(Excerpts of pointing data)
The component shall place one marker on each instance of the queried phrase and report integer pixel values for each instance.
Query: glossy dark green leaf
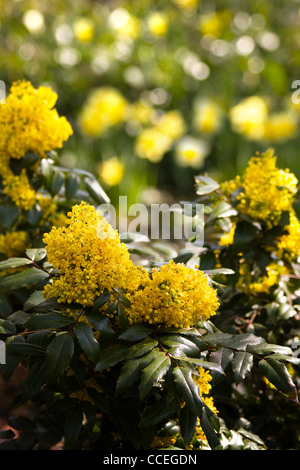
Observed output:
(58, 179)
(73, 425)
(209, 431)
(187, 390)
(34, 380)
(222, 209)
(111, 356)
(72, 183)
(101, 300)
(212, 366)
(100, 400)
(7, 327)
(101, 323)
(14, 263)
(241, 365)
(141, 348)
(58, 356)
(157, 368)
(25, 349)
(135, 333)
(129, 375)
(95, 191)
(205, 185)
(28, 277)
(51, 320)
(244, 234)
(36, 254)
(188, 421)
(278, 375)
(87, 341)
(9, 214)
(12, 358)
(186, 345)
(159, 411)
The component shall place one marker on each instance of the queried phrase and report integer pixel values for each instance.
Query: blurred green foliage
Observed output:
(167, 55)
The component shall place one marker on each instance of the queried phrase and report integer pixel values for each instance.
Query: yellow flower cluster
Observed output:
(29, 122)
(18, 188)
(111, 171)
(154, 141)
(173, 295)
(13, 243)
(203, 381)
(89, 257)
(104, 108)
(288, 245)
(249, 283)
(266, 191)
(251, 117)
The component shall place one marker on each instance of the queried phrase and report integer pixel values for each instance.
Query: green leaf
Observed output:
(209, 431)
(14, 263)
(101, 300)
(157, 368)
(222, 209)
(95, 191)
(141, 348)
(244, 234)
(30, 159)
(12, 358)
(101, 323)
(267, 348)
(162, 409)
(25, 349)
(111, 356)
(57, 181)
(7, 327)
(36, 254)
(185, 345)
(241, 342)
(73, 425)
(241, 364)
(212, 366)
(9, 214)
(213, 272)
(100, 400)
(222, 357)
(34, 380)
(187, 390)
(205, 185)
(58, 356)
(135, 333)
(34, 300)
(278, 375)
(29, 277)
(129, 375)
(72, 183)
(188, 421)
(51, 320)
(88, 343)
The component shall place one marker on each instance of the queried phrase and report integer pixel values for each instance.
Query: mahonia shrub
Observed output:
(35, 191)
(252, 228)
(122, 355)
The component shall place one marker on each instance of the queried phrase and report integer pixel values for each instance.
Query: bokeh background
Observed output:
(160, 91)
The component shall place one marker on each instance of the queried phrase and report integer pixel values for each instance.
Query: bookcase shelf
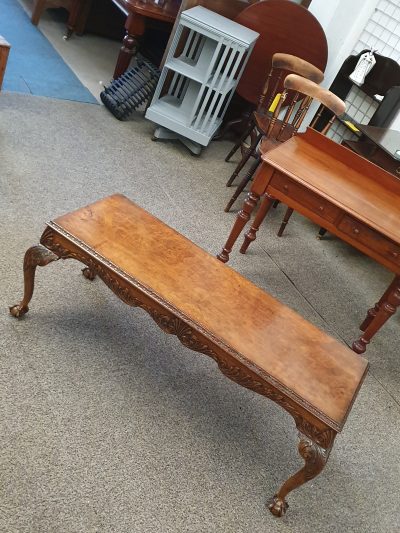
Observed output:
(203, 66)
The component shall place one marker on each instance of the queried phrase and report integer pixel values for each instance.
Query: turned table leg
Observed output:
(315, 458)
(135, 26)
(242, 218)
(250, 236)
(35, 256)
(378, 315)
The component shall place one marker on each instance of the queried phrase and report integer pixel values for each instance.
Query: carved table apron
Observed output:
(313, 377)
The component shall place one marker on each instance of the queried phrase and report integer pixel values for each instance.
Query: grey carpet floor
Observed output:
(107, 424)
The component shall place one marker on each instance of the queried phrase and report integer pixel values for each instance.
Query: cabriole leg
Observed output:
(35, 256)
(315, 458)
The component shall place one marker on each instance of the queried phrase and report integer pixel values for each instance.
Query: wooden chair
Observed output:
(329, 101)
(284, 27)
(265, 121)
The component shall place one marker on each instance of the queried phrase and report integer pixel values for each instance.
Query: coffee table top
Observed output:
(225, 307)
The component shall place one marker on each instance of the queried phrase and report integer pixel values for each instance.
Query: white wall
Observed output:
(343, 21)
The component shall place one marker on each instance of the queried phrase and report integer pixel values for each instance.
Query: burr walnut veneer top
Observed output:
(272, 337)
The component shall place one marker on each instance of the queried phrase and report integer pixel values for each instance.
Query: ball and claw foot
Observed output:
(277, 506)
(18, 310)
(89, 274)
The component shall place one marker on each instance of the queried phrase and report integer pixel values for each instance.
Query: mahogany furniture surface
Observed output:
(255, 340)
(138, 13)
(340, 191)
(4, 51)
(283, 27)
(379, 145)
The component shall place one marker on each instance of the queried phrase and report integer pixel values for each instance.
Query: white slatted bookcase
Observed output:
(203, 66)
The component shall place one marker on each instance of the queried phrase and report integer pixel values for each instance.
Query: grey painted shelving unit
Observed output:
(203, 66)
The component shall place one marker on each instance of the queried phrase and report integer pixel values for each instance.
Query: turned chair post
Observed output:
(264, 120)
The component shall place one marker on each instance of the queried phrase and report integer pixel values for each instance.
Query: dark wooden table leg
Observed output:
(315, 458)
(76, 7)
(378, 315)
(35, 256)
(250, 236)
(241, 220)
(135, 26)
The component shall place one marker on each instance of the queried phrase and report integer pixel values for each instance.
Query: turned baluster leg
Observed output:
(242, 218)
(242, 184)
(371, 314)
(244, 136)
(250, 236)
(315, 457)
(35, 256)
(378, 315)
(286, 218)
(244, 159)
(135, 27)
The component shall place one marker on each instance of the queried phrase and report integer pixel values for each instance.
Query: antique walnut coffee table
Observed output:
(255, 340)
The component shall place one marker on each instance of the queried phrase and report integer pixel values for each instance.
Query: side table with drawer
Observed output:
(340, 191)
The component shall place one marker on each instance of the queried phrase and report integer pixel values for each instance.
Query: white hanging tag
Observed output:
(363, 67)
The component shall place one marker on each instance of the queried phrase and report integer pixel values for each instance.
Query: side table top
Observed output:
(166, 13)
(344, 178)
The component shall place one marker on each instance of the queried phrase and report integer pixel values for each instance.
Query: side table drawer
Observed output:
(306, 198)
(370, 238)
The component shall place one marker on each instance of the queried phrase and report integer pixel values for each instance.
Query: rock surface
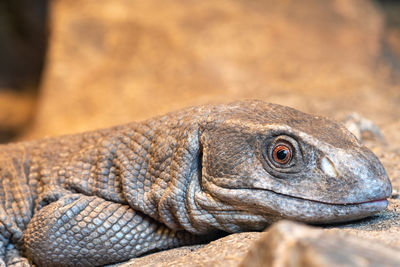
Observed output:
(121, 61)
(285, 243)
(291, 244)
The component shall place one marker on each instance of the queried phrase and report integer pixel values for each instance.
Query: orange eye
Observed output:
(282, 153)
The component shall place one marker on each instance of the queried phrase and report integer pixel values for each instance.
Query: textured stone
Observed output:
(122, 61)
(227, 251)
(291, 244)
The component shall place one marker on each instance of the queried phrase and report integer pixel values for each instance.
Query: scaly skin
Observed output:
(110, 195)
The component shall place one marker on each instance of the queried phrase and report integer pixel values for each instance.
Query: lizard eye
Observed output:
(282, 153)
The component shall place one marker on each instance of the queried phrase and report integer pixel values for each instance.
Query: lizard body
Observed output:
(109, 195)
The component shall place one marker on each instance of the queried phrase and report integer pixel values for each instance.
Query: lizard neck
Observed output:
(148, 165)
(156, 178)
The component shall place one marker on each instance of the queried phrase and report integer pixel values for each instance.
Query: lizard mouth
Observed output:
(374, 201)
(273, 205)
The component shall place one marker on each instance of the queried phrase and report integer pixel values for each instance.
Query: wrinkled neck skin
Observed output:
(210, 168)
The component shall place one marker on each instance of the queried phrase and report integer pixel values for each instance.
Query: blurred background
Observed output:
(69, 66)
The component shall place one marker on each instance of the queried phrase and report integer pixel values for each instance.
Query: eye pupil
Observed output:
(282, 153)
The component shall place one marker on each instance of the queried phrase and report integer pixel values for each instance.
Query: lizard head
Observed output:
(263, 162)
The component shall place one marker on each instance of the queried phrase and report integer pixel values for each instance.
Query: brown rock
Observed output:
(129, 60)
(292, 244)
(225, 252)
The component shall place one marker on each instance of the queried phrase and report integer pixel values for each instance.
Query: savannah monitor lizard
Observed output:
(110, 195)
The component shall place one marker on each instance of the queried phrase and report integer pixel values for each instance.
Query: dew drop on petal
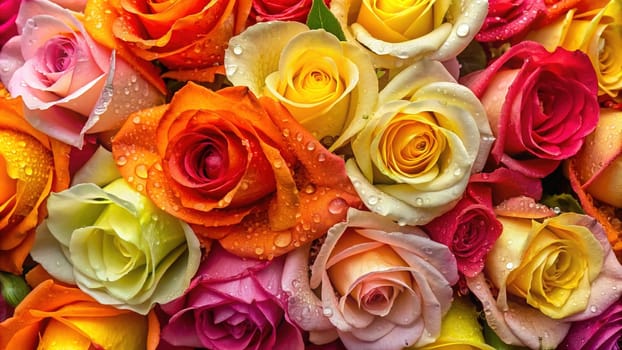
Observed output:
(337, 206)
(283, 240)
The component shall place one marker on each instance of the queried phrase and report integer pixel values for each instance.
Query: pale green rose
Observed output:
(396, 30)
(326, 85)
(116, 245)
(413, 157)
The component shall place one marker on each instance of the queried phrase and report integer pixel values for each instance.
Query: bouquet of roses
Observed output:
(237, 174)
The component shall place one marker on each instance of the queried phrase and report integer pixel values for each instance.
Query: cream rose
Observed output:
(545, 274)
(597, 33)
(413, 157)
(381, 285)
(396, 30)
(325, 84)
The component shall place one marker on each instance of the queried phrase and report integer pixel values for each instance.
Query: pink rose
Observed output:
(70, 85)
(541, 106)
(281, 10)
(601, 332)
(509, 19)
(380, 285)
(8, 13)
(232, 303)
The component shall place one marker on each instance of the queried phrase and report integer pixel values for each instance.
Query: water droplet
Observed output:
(462, 30)
(283, 240)
(141, 171)
(337, 206)
(309, 189)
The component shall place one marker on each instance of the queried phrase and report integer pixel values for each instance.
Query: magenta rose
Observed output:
(8, 14)
(540, 104)
(603, 332)
(232, 303)
(70, 85)
(469, 229)
(281, 10)
(509, 20)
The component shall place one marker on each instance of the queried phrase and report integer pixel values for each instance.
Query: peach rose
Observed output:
(60, 317)
(380, 285)
(31, 166)
(237, 169)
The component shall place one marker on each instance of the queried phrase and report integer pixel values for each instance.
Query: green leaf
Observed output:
(320, 17)
(564, 201)
(14, 288)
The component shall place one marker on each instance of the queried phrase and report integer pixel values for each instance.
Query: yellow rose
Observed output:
(395, 30)
(543, 275)
(598, 33)
(413, 157)
(324, 83)
(460, 329)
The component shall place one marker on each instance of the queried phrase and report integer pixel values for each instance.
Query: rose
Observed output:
(190, 36)
(594, 174)
(235, 167)
(546, 274)
(289, 10)
(597, 33)
(382, 286)
(232, 303)
(528, 93)
(325, 84)
(398, 30)
(8, 13)
(116, 246)
(413, 157)
(510, 20)
(602, 332)
(70, 85)
(31, 166)
(469, 229)
(53, 315)
(460, 329)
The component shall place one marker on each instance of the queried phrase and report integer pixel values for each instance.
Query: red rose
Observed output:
(541, 105)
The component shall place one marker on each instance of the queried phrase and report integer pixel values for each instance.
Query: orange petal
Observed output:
(99, 19)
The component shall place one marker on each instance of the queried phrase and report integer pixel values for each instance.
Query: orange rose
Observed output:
(59, 317)
(596, 175)
(238, 169)
(182, 35)
(31, 165)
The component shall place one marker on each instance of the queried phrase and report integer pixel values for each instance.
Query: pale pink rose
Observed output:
(70, 85)
(380, 285)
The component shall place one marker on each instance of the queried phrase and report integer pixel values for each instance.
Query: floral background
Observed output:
(298, 174)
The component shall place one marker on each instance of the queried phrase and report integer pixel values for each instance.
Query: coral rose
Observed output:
(31, 166)
(381, 285)
(528, 94)
(55, 316)
(235, 168)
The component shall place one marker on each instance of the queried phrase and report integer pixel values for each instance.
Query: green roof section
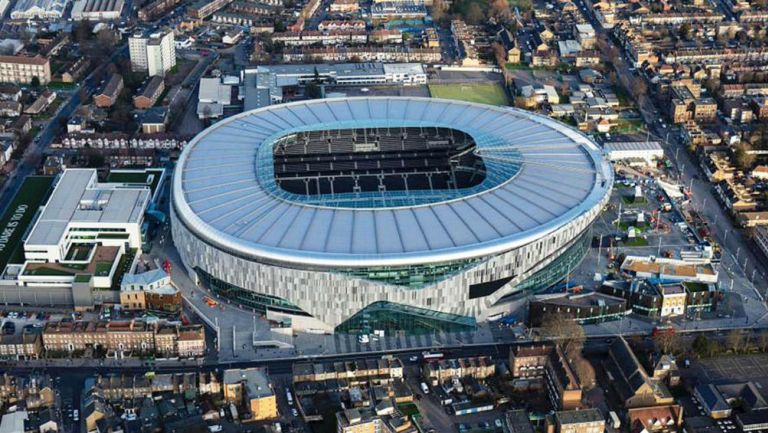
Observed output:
(18, 217)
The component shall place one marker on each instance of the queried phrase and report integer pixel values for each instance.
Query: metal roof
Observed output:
(225, 193)
(78, 198)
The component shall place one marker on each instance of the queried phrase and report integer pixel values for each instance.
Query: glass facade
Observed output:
(389, 316)
(554, 272)
(410, 276)
(258, 301)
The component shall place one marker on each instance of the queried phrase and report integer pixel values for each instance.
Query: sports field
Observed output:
(484, 93)
(17, 217)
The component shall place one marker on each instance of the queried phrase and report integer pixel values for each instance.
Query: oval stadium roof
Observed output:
(542, 175)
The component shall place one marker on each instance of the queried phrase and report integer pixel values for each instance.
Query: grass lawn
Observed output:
(137, 177)
(485, 93)
(18, 216)
(408, 409)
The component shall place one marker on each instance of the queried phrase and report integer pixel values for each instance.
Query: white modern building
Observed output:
(264, 84)
(213, 96)
(97, 10)
(39, 9)
(385, 213)
(154, 53)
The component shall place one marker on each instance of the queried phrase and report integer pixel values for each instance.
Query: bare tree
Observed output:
(475, 14)
(667, 341)
(570, 335)
(438, 10)
(735, 340)
(762, 341)
(584, 371)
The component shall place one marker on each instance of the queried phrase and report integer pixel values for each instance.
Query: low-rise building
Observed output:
(580, 421)
(150, 93)
(582, 308)
(712, 401)
(548, 363)
(151, 290)
(630, 380)
(656, 419)
(110, 92)
(25, 345)
(252, 389)
(43, 101)
(23, 70)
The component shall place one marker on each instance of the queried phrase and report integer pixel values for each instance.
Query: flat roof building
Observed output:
(252, 388)
(97, 10)
(82, 210)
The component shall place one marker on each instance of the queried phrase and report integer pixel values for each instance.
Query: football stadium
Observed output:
(385, 213)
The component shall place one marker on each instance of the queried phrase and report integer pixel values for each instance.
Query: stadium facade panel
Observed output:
(385, 212)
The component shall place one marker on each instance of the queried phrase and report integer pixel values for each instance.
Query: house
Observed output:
(150, 93)
(213, 96)
(549, 364)
(580, 421)
(110, 92)
(630, 380)
(666, 369)
(656, 419)
(7, 146)
(712, 401)
(10, 109)
(252, 388)
(41, 103)
(13, 422)
(154, 120)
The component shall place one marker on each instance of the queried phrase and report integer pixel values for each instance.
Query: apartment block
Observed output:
(23, 69)
(154, 53)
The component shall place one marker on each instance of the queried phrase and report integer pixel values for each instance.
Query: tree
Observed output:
(685, 31)
(501, 11)
(499, 54)
(701, 346)
(570, 335)
(475, 14)
(438, 10)
(83, 32)
(735, 340)
(584, 371)
(744, 159)
(762, 340)
(639, 88)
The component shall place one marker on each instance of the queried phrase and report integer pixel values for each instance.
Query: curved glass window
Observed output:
(457, 170)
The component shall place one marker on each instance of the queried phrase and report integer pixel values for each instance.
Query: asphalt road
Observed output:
(733, 242)
(28, 164)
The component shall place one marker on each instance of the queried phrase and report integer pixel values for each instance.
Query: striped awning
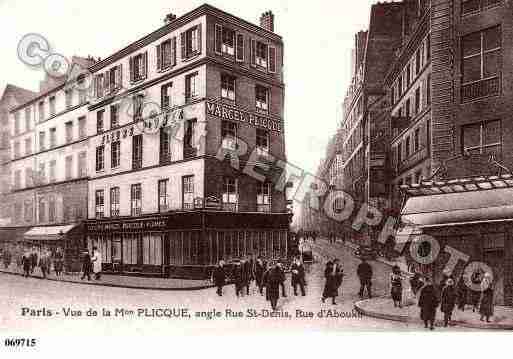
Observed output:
(49, 233)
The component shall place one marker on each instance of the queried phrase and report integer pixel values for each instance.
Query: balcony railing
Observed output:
(478, 89)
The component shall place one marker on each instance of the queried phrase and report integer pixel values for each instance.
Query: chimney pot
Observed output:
(267, 21)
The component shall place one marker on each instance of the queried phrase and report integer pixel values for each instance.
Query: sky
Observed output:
(318, 38)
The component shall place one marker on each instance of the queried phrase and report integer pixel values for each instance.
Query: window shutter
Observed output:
(218, 38)
(272, 59)
(159, 57)
(145, 65)
(199, 39)
(183, 45)
(253, 52)
(131, 65)
(173, 51)
(240, 47)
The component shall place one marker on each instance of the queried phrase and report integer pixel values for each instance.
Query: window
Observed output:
(191, 86)
(52, 105)
(482, 138)
(69, 131)
(41, 110)
(230, 196)
(224, 40)
(191, 42)
(115, 154)
(68, 94)
(228, 87)
(100, 160)
(99, 204)
(81, 127)
(163, 196)
(53, 165)
(17, 123)
(165, 148)
(99, 121)
(240, 47)
(417, 100)
(166, 54)
(51, 208)
(475, 6)
(189, 141)
(188, 192)
(137, 151)
(114, 116)
(262, 98)
(138, 104)
(82, 164)
(264, 197)
(136, 200)
(27, 119)
(259, 50)
(42, 138)
(229, 135)
(114, 202)
(165, 96)
(262, 141)
(17, 152)
(138, 67)
(28, 146)
(69, 167)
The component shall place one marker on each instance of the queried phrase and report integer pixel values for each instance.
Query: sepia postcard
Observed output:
(255, 167)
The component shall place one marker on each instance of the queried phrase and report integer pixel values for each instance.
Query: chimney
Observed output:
(169, 18)
(267, 21)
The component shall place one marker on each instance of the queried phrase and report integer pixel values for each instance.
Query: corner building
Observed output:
(172, 111)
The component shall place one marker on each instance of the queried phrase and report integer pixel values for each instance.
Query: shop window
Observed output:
(230, 197)
(264, 197)
(99, 203)
(483, 138)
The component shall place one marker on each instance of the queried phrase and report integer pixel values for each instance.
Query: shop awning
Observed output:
(478, 206)
(50, 233)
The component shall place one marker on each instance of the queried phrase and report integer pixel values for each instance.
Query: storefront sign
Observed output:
(230, 113)
(147, 224)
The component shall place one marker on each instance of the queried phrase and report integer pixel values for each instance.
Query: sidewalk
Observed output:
(120, 281)
(383, 308)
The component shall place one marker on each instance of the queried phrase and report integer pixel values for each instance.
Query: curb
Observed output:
(408, 319)
(176, 289)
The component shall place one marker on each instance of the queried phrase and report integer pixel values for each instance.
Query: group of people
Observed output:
(91, 263)
(269, 276)
(446, 294)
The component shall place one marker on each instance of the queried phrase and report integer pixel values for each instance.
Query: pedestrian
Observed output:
(428, 302)
(237, 278)
(260, 269)
(461, 290)
(86, 265)
(26, 261)
(448, 301)
(396, 286)
(44, 263)
(486, 298)
(219, 277)
(58, 262)
(364, 273)
(298, 276)
(475, 294)
(279, 267)
(33, 260)
(96, 261)
(7, 257)
(273, 283)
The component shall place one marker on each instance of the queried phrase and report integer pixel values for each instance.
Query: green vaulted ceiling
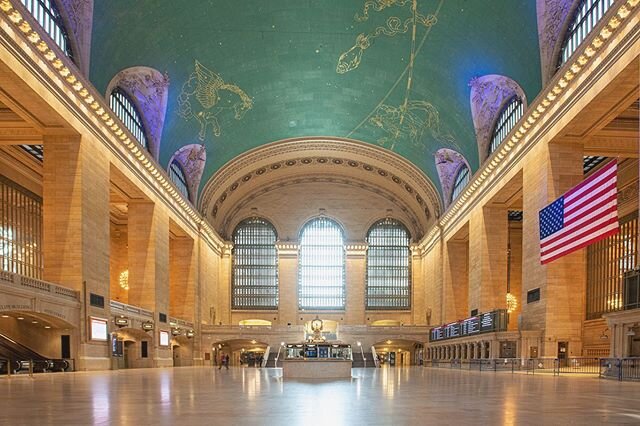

» **The task**:
Please report how many lines in the entries above contain the string "coffee", counting only matches with the same capitalization. Give only the number.

» **Task solution**:
2